▶ [TEXT PASSAGE]
+===+

Furthermore, when the gas to be compressed has a high humidity
level, additional inefficiencies result. When for example, energy
is spent to compress humid air which later cools to a temperature
at which the water vapor in the air condenses, the energy used to
compress the water vapor is wasted. By dehumidifying the air (or
other gas) prior to compression, the overall efficiency of the
compression system is increased since less energy is wasted
compressing water vapor which eventually would be condensed out of
the air. Typically, such condensation occurs in storage where the
compressed gas cools as heat is transferred from the hot,
compressed gas to the surrounding environment.
The prior art discloses cooling a gas prior to compression in order
to reduce the work needed to achieve a given pressure ratio. U.S
Pat. No. 678,487 to Hill discloses an air compressor which
pre-cools a gas to be compressed. This is done by having the
pre-compression gas pass through an ordinary cooler having a
coolant supplied by outside means. Also, the prior art in U.S. Pat.
No. 706,979 to Martin teaches the use of simultaneous cooling
whereby water jackets use an outside cooling source to remove heat
from air prior to and simultaneously with compression. Also in U.S.
Pat. No. 4,242,878 to Brinkerhoff simultaneous cooling is achieved
by surrounding the compressor's compression chamber with liquid,
thereby cooling the compression process.
Pre-compression cooling has also been extended to include
inter-cooling where several compressors are in series or where
there is multi-staged compression. U.S. Pat. No. 2,024,323 to Wyld
and U.S. Pat. No. 4,554,799 to Pallanch both disclose the use of
inter-cooling where two compressors in series are employed in a
closed refrigeration system. U.S. Pat. No. 3,892,499 to Strub
discloses a multi-staged turbocompressor with cooling between
stages to cool air prior to second-stage compression, while
reheating the air just prior to second-stage compression to
vaporize any water droplet and thereby reduce condensate forming on
the compressor blades.
At the post-compression end of the compressor the hot, compressed
gas emerges. U.S. Pat. No. 4,279,574 to Kunderman discloses a
system to heat buildings with the heat given off from the
compressed gas. However, this system is of limited utility in that
it is only useful where there is a building to be heated, and then
only where climate requires such building to be heated.
In view of the foregoing, it would be a significant advance in the
art to convert the post-compression heat into pre-compression
cooling. In this way, the compression system could be made
intrinsically more efficient, without dependence on external
cooling systems or external heating requirements. However, it is
counterintuitive to one skilled in the art of compressors to use
heat to cool. Yet, that is a result which the present invention
achieves. It would also be a significant advance to use
post-compression heat to dehumidify the gas, rather than merely
revaporize water droplets, prior to compression.
SUMMARY OF THE INVENTION
The present invention relates to an improved system for reducing
the work required by a gas compressor in compressing a gas
comprising a first heat exchanger operably coupled to the gas
compressor downstream therefrom to recover heat energy from a
compressed portion of the gas; a means for reducing the work
required by the gas compressor utilizing the withdrawn heat energy
to provide cooling for the pre-compression portion of the mass of
gas.
It is therefore an object of this invention to provide a gas
compression system in which wasted heat from compressed gas is used
to provide the energy to pre-cool intake gas to the compressor. One
means of using the heat energy to provide cooling is by way of an
absorption chiller. An absorption chiller, which is foreign to gas
compression art, is a device which employs thermal energy,
frequently from steam, to energize a staged process of
concentration, condensation, evaporation, and absorption to provide
a chillant for external use.

+===+

▶ [REQUIREMENTS]
Continue the passage on using compressor waste heat to pre-cool intake gas, starting after its final sentence about the absorption chiller.

▶ [DATASET EXCERPT]
+===+

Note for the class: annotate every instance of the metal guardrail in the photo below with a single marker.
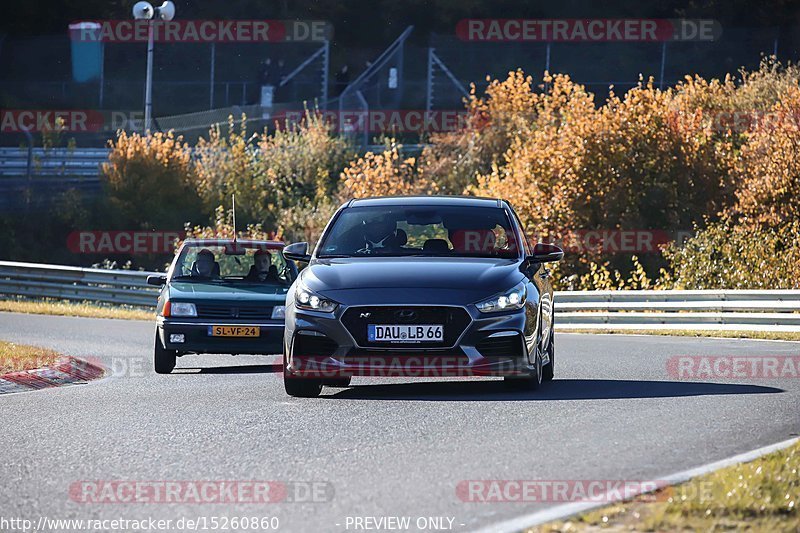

+===+

▶ [RESPONSE TO THE EXERCISE]
Another object of this invention is to provide a more efficient
system for compressing a gas. This efficiency is intrinsic to the
system of this invention, requiring a relatively small investment
of external energy to realize the increase in compression
efficiency.
Another object of this invention is to provide a means to
dehumidify a gas prior to compression using the heat energy from
post-compression gas.
Another object of this invention is to introduce the use of
absorption chillers as a component part of a means to increase gas
compressor efficiency.
Another object of this invention is to provide an overall reduction
in work and power needed by a system for compressing and storing
gas. Such stored, compressed gas's use includes, but is not limited
to, providing means to drive power generation turbines to provide
additional electrical power during peak demand periods. Such system
may include, but is not limited to, storage systems such as the
PACER.sup..TM. storage system as developed by Longardner &
Associates, Inc. of Indianapolis, Ind.
These and other objects, features, and aspects of the present
invention will become more fully apparent from the following
description and claims taken in conjunction with the accompanying
drawings.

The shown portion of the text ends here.